Saved entries:

# # # # # # #

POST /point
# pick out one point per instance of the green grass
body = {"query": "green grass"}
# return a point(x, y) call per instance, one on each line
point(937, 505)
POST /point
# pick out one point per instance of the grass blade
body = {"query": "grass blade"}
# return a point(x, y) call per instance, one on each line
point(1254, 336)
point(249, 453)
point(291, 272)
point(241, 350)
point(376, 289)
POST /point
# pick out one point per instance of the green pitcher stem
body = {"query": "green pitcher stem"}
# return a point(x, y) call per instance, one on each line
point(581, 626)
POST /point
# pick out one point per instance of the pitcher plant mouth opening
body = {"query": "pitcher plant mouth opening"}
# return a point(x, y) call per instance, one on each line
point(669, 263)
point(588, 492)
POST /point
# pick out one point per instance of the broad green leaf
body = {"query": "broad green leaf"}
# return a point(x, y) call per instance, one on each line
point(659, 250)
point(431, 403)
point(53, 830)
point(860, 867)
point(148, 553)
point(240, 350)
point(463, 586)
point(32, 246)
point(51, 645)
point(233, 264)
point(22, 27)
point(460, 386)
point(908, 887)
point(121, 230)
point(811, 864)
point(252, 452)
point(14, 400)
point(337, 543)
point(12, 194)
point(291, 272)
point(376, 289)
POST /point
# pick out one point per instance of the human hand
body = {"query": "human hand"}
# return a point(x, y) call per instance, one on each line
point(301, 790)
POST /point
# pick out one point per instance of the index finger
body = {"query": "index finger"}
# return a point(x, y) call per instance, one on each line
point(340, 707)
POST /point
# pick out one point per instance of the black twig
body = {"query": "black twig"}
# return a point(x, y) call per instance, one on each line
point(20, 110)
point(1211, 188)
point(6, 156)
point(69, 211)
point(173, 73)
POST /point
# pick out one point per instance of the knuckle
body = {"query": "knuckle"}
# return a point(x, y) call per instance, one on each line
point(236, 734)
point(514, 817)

# # # # # # #

Write the records out once more. Each line must match.

OUTPUT OF THE EXERCISE:
POST /point
# pick out one point per instance of the green grass
body = {"query": "green grass"}
# return a point(x, y) call per instance, one on each line
point(937, 505)
POST /point
# pick out one point per instance of the grass blade
body = {"query": "grass blade"}
# return a point(x, y) call per instance, one on each line
point(1254, 336)
point(249, 453)
point(291, 272)
point(241, 350)
point(376, 289)
POST /point
# pick out one point per instance of the green pitcher stem
body = {"query": "green pitcher stem"}
# return a point(x, y) call per instance, one on each line
point(581, 626)
POST /point
# pick out one point per instance of the pitcher plant mouth opening
body = {"query": "pitcher plant mouth opening"}
# return a point(x, y) call per instance, one on each line
point(669, 263)
point(588, 492)
POST /point
# pick out one point per instance of the broad green leaf
body = {"query": "broad green leaf"}
# return a point(x, y) call per instance, one on each line
point(659, 250)
point(431, 403)
point(53, 830)
point(860, 867)
point(148, 553)
point(240, 350)
point(463, 586)
point(32, 246)
point(51, 645)
point(233, 264)
point(22, 27)
point(460, 386)
point(908, 887)
point(121, 230)
point(811, 864)
point(252, 452)
point(14, 400)
point(337, 543)
point(12, 194)
point(291, 272)
point(376, 289)
POST /point
# pick out one point per instance of the human hand
body = {"query": "human hand"}
# return a point(x, y) call per instance, one on each line
point(301, 790)
POST /point
# pick out one point per instance of the index finger
body = {"query": "index finger"}
# return a point(x, y) call per instance, one on each line
point(340, 707)
POST /point
# pick out one point per instance of the black twig
body = {"query": "black twig"}
# return a point(x, y) call per instance, one on each line
point(20, 110)
point(1211, 188)
point(6, 156)
point(69, 211)
point(173, 73)
POST /point
# pick out one point per instance of the knuckle
body = {"query": "knuckle"}
# return a point(x, y) call per instance, one on each line
point(236, 734)
point(514, 817)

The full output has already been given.